ACTIVITIES
A - Answer these questions using the Kim Johnson profile:
(i) On which floor of the Vanderbilt-Ingram Cancer Center is the lab located?
(ii) What type of cancer is Jennifer Pietenpol's lab currently researching?
(iii) Which institute does Roy Jensen direct?
B - Decide whether each statement agrees with the Kim Johnson profile, and support each decision with a quotation:
(i) Johnson has been at Vanderbilt for 25 years.
(ii) Roy Jensen is still employed at Vanderbilt.
(iii) Jennifer Pietenpol hired Johnson.
C - From the Kim Johnson profile, reproduce the part that opens with the words containing "In a bustling" and closes with "with, said Johnson.".

[[ PROVIDED PASSAGE, beginning ]]

In a bustling lab tucked away on the back side of the sixth floor of the Vanderbilt-Ingram Cancer Center, a 25-year veteran of Vanderbilt has been receiving and analyzing tissue that could one day hold the key to conquering cancer.
Her name is Kim Johnson. She's a Senior Research Specialist who has had a hand in a great deal of the tissue used at Vanderbilt-Ingram for the last 12 years. Any tissue that anyone uses here in the laboratory, I pretty much deal with, said Johnson.
Her boss, Jennifer Pietenpol, Ph.D., whose lab is currently researching breast cancer, said Johnson does thousands of different things in her lab, but tissue is her strong suit. Her knowledge of tissue, from acquisition to processing, is invaluable, said Pietenpol.
Roy Jensen, M.D., director of the Kansas Masonic Cancer Research Institute at the University of Kansas Medical Center, and a previous Vanderbilt employee, continues to be a mentor to Johnson. He's the person responsible for hiring her as one of the first employees of Vanderbilt-Ingram. Jensen said Johnson played a major role in building the tissue acquisition department at Vanderbilt-Ingram. She's a tremendous asset, not only for her knowledge of tissue collection and histology, but she's also extraordinarily enthusiastic and supportive of research and of PI's [primary investigators] trying to do new things, said Jensen.

[[ PROVIDED PASSAGE, end ]]
[[ DATA LISTING, beginning ]]

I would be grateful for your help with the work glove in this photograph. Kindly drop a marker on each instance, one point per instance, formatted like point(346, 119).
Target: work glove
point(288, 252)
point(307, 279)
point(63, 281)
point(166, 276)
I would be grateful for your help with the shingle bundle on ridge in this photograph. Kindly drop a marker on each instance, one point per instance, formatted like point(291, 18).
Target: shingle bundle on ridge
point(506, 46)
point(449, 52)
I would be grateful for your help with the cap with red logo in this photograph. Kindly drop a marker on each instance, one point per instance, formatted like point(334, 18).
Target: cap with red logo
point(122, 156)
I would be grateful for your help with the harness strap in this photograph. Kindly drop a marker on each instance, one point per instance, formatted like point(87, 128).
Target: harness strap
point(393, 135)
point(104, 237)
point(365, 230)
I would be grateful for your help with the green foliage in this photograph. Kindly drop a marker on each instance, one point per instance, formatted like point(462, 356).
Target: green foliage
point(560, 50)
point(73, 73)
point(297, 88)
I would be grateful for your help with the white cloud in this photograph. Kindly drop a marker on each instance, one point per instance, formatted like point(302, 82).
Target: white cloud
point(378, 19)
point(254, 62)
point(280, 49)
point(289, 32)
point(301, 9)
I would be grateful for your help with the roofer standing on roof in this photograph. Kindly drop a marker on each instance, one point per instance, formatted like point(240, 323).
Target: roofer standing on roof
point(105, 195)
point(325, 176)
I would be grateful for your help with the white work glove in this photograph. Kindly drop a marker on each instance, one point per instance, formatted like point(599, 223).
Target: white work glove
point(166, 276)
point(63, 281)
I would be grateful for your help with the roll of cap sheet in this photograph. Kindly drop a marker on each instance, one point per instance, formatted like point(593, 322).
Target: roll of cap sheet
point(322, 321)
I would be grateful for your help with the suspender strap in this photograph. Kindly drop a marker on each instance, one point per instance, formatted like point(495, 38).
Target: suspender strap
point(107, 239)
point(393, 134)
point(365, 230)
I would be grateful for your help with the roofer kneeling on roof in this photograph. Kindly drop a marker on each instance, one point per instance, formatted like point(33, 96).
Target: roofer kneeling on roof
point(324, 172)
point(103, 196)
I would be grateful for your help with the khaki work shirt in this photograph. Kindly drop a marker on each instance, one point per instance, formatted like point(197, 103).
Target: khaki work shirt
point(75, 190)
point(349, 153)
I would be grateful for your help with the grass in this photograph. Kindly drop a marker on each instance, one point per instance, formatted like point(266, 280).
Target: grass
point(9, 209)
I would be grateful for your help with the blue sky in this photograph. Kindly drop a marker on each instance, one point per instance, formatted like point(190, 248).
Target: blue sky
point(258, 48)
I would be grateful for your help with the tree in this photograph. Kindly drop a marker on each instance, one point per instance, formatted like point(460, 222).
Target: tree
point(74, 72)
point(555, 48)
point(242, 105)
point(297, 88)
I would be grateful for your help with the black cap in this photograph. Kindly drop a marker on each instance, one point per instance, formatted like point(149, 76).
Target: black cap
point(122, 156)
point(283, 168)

[[ DATA LISTING, end ]]

SOLVED TASKS
A -
(i) The sixth floor, on the back side.
(ii) Breast cancer.
(iii) The Kansas Masonic Cancer Research Institute at the University of Kansas Medical Center.

B -
(i) Yes: "a 25-year veteran of Vanderbilt"
(ii) No: "a previous Vanderbilt employee"
(iii) No: "He's the person responsible for hiring her as one of the first employees of Vanderbilt-Ingram."

C -
In a bustling lab tucked away on the back side of the sixth floor of the Vanderbilt-Ingram Cancer Center, a 25-year veteran of Vanderbilt has been receiving and analyzing tissue that could one day hold the key to conquering cancer.
Her name is Kim Johnson. She's a Senior Research Specialist who has had a hand in a great deal of the tissue used at Vanderbilt-Ingram for the last 12 years. Any tissue that anyone uses here in the laboratory, I pretty much deal with, said Johnson.